Konuyla ilgili bir başka entry'im: https://eksisozluk.com/entry/49167430


13 Şubat 2015 Cuma

Sokak Eylemleri

Yıllardır türlü çeşitli protesto gösterilerine, yürüyüşlere, mitinglere katılırım. Hiç değişmeyen manzara şudur: Biz elimizi kolumuzu sallaya sallaya keklik gibi gideriz alana. Tam teçhizatlı polisler gelir, jopla, biber gazıyla, tazyikli suyla saldırır kitleye. Sonra biz yine aynı hıyarlıkla, hiçbir korunma önlemi almadan, yine elimizi kolumuzu sallaya sallaya gideriz ve yine dayak yiyip geri döneriz. Bu, yıllardır hiç değişmedi. İlk kez nasıl olduysa Gezi zamanında gaz maskesi takmayı akıl etti insanlar. Onu da bizim 40 yılın eylemci solcuları değil, ilk kez eyleme katılan apolitik "yeni yetme" 90 kuşağı düşündü. Yoksa biz ne güzel salak gibi gazı, biberi, dayağı yiyip dönüyorduk eve.

* [Veri Listesi]:
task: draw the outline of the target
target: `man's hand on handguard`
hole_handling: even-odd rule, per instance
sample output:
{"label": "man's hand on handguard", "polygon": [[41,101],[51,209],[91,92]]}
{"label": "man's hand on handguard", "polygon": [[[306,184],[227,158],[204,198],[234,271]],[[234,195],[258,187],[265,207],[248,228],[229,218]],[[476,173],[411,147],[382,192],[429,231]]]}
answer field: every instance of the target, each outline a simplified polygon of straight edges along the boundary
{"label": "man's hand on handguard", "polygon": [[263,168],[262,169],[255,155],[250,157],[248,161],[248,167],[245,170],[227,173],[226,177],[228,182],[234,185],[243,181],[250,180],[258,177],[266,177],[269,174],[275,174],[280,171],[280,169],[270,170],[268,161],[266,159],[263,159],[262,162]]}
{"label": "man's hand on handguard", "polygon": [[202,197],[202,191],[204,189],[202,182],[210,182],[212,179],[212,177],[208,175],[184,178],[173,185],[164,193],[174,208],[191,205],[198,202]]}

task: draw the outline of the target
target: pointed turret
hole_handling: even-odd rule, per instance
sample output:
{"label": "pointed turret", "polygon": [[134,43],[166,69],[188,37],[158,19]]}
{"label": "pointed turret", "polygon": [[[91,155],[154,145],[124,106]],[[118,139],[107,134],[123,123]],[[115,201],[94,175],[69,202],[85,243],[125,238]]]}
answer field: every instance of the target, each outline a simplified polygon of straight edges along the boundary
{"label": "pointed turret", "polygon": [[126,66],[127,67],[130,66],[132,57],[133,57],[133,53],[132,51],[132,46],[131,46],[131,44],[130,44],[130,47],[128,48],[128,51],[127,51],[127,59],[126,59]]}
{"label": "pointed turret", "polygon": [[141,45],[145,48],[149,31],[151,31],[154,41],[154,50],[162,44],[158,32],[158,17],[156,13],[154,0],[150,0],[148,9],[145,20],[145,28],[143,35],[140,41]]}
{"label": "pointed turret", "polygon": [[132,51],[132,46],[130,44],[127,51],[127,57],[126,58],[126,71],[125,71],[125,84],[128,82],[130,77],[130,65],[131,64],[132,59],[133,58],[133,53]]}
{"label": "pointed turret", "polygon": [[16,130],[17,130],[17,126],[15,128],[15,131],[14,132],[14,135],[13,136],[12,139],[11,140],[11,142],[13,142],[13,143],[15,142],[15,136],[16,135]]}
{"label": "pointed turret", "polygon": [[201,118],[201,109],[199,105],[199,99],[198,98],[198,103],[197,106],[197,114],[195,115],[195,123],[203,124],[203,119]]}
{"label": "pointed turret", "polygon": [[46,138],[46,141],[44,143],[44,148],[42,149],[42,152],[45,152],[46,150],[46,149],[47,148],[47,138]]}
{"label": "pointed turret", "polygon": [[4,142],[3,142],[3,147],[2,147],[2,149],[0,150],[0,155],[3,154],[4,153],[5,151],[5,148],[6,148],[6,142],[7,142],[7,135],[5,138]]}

* [İstenenler]:
- 1) Sayfa alıntısında "Sokak Eylemleri" ifadesini içeren sözcüklerle açılıp "yiyip dönüyorduk eve." ile kapanan bölümü olduğu gibi yazınız.
- 2) Sayfa alıntısına göre Gezi zamanında gaz maskesi takmayı kim düşünmüştür?
Bu veriler başka bir kaynaktan alınmıştır.

* [Alıştırma Yanıtları]:
- 1)
Sokak Eylemleri

Yıllardır türlü çeşitli protesto gösterilerine, yürüyüşlere, mitinglere katılırım. Hiç değişmeyen manzara şudur: Biz elimizi kolumuzu sallaya sallaya keklik gibi gideriz alana. Tam teçhizatlı polisler gelir, jopla, biber gazıyla, tazyikli suyla saldırır kitleye. Sonra biz yine aynı hıyarlıkla, hiçbir korunma önlemi almadan, yine elimizi kolumuzu sallaya sallaya gideriz ve yine dayak yiyip geri döneriz. Bu, yıllardır hiç değişmedi. İlk kez nasıl olduysa Gezi zamanında gaz maskesi takmayı akıl etti insanlar. Onu da bizim 40 yılın eylemci solcuları değil, ilk kez eyleme katılan apolitik "yeni yetme" 90 kuşağı düşündü. Yoksa biz ne güzel salak gibi gazı, biberi, dayağı yiyip dönüyorduk eve.

- 2) İlk kez eyleme katılan apolitik "yeni yetme" 90 kuşağı.